━━ Listing

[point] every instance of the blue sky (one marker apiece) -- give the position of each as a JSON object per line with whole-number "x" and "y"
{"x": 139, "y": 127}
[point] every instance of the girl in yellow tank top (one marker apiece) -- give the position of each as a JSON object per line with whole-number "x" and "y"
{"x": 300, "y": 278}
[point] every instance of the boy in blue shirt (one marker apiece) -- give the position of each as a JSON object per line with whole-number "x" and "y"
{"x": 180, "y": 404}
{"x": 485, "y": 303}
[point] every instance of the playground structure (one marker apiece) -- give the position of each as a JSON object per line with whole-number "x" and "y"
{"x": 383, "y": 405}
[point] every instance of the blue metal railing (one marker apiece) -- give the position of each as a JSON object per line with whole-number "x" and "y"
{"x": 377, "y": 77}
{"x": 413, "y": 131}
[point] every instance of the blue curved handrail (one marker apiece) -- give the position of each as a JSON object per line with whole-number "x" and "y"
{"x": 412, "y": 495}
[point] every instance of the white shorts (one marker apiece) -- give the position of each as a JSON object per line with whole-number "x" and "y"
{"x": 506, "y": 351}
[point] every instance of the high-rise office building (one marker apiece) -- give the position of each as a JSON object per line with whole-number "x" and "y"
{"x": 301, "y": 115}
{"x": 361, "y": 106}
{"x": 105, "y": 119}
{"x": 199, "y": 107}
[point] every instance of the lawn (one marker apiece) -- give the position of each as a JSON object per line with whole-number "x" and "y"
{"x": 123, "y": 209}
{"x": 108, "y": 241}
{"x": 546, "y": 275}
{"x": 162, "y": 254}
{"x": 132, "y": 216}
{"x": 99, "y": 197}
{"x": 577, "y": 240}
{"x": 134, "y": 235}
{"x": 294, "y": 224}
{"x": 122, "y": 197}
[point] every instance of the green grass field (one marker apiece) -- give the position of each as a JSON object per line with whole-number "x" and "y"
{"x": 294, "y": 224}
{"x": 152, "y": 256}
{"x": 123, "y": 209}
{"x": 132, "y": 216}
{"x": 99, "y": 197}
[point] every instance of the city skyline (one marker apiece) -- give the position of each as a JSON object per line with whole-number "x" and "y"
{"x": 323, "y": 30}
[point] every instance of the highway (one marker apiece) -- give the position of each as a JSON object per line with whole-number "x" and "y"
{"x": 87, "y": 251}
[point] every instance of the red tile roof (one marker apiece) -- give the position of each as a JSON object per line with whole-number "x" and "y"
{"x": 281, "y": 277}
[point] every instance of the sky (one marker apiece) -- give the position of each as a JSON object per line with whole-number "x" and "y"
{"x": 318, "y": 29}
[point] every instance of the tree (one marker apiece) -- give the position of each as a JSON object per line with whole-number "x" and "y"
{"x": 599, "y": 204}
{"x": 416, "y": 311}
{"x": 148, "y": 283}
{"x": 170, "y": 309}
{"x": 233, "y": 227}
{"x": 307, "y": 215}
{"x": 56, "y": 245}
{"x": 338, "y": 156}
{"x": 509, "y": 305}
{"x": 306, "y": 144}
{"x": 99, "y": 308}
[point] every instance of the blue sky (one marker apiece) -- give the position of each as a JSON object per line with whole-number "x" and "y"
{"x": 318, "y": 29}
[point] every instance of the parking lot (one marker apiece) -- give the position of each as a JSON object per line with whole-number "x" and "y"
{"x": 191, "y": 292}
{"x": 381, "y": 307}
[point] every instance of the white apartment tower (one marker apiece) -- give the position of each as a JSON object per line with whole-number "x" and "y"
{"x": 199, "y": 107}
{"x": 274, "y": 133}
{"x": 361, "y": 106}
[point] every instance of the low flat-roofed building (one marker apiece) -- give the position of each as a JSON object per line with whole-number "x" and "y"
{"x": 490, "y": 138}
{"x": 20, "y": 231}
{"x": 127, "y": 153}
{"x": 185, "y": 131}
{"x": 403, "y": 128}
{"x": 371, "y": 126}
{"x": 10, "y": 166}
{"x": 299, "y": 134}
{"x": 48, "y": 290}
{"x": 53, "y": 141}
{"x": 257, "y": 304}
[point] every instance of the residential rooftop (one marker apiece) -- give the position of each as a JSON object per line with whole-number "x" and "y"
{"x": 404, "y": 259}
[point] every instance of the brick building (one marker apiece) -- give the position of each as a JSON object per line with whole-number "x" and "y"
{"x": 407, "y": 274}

━━━━

Task objective ->
Output every record above exactly as it appears.

Written answer ->
[point] every instance of the blue sky (one marker apiece) -- give the position of each as a JSON object per line with whole-number "x" and "y"
{"x": 139, "y": 127}
[point] every instance of the girl in yellow tank top (one marker apiece) -- give the position of each as a JSON object per line with whole-number "x" and "y"
{"x": 300, "y": 278}
[point] every instance of the boy in blue shirt (one marker apiece) -- give the position of each as a JSON object per line with whole-number "x" and "y"
{"x": 180, "y": 404}
{"x": 485, "y": 303}
[point] every instance of the playground structure (one marker apiece) -- give the position of each as a JSON object per line with whole-number "x" and "y"
{"x": 383, "y": 405}
[point] every instance of the blue metal railing (one marker apiece) -- give the position of each as a JSON object per line with whole-number "x" and "y"
{"x": 377, "y": 77}
{"x": 413, "y": 131}
[point] every instance of the blue curved handrail (one marker apiece) -- give the position of each as a JSON object per line with whole-number "x" and "y"
{"x": 412, "y": 495}
[point] every instance of the white shorts (one marker apiece) -- give the position of each as a JSON object per line with whole-number "x" and "y"
{"x": 506, "y": 351}
[point] every instance of the high-rise office building (one marker apiece) -- give the position of each as a JSON object per line with whole-number "x" and "y"
{"x": 301, "y": 115}
{"x": 361, "y": 106}
{"x": 105, "y": 119}
{"x": 199, "y": 107}
[point] every instance of the lawn (one marker apiece) -- give the position of each as a JSON object per line with whole-number "x" and "y"
{"x": 123, "y": 209}
{"x": 108, "y": 241}
{"x": 546, "y": 275}
{"x": 162, "y": 254}
{"x": 132, "y": 216}
{"x": 99, "y": 197}
{"x": 577, "y": 240}
{"x": 134, "y": 235}
{"x": 294, "y": 224}
{"x": 122, "y": 197}
[point] every instance of the green grass field (one marker apiece) -- give the position of each as a JSON object per line with whole-number "x" and "y"
{"x": 294, "y": 224}
{"x": 152, "y": 256}
{"x": 123, "y": 209}
{"x": 132, "y": 216}
{"x": 99, "y": 197}
[point] every instance of the city skyline (one marker apiece) -- give the position of each as a JSON object per line with whole-number "x" and "y"
{"x": 323, "y": 30}
[point] every instance of the highway (one marker apiece) -- give the position of each as a JSON object per line with whole-number "x" and "y"
{"x": 87, "y": 251}
[point] every instance of the red tile roof (one marker apiece) -- give the position of each as a JSON object per line with whole-number "x" and "y"
{"x": 281, "y": 277}
[point] every instance of the sky (one marker apiece) -- give the position of each as a JSON object per line with whole-number "x" and "y"
{"x": 318, "y": 29}
[point] every instance of the tree (one marker apiece) -- give the position of each as a JSON object per line with whole-number "x" and "y"
{"x": 599, "y": 204}
{"x": 416, "y": 311}
{"x": 148, "y": 283}
{"x": 170, "y": 309}
{"x": 233, "y": 227}
{"x": 307, "y": 215}
{"x": 56, "y": 245}
{"x": 338, "y": 156}
{"x": 509, "y": 305}
{"x": 306, "y": 144}
{"x": 99, "y": 308}
[point] every instance of the blue sky (one marker apiece) -- give the position of each as a JSON object per line with whole-number "x" and "y"
{"x": 318, "y": 29}
[point] every instance of the parking lot (one marker apiece) -- give the position of each as a JSON object per line with whole-number "x" and "y"
{"x": 191, "y": 292}
{"x": 381, "y": 307}
[point] every instance of the white apartment tower (one marker apiece) -- give the position of each as a JSON object per line with whole-number "x" and "y"
{"x": 199, "y": 107}
{"x": 274, "y": 133}
{"x": 361, "y": 106}
[point] every instance of the low flat-roofed building (one marker apiece) -- give the position of each as a JSON object per line with whole-number "x" and "y"
{"x": 490, "y": 138}
{"x": 20, "y": 231}
{"x": 127, "y": 153}
{"x": 185, "y": 131}
{"x": 403, "y": 128}
{"x": 371, "y": 126}
{"x": 10, "y": 166}
{"x": 299, "y": 134}
{"x": 48, "y": 290}
{"x": 53, "y": 141}
{"x": 257, "y": 304}
[point] every instance of the residential rooftop (one marker apiece) -- give the position of each as a JSON object per line with whole-number "x" and "y"
{"x": 404, "y": 259}
[point] every instance of the brick building (one marker apiece) -- give the position of each as a JSON object per line with whole-number "x" and "y"
{"x": 407, "y": 274}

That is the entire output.